**Extracted entries**
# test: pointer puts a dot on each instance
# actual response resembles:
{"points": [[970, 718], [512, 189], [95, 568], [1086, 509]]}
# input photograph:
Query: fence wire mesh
---
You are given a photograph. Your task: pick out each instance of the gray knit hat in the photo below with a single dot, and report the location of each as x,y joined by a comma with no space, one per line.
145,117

**What is needed**
The line above containing "# actual response", the line containing "Query: fence wire mesh", and every line between them are to be transcribed exactly; no other line is wanted.

**Answer box**
# actual response resembles:
{"points": [[970, 718], [512, 189], [95, 568], [1086, 509]]}
# input photograph:
Query: fence wire mesh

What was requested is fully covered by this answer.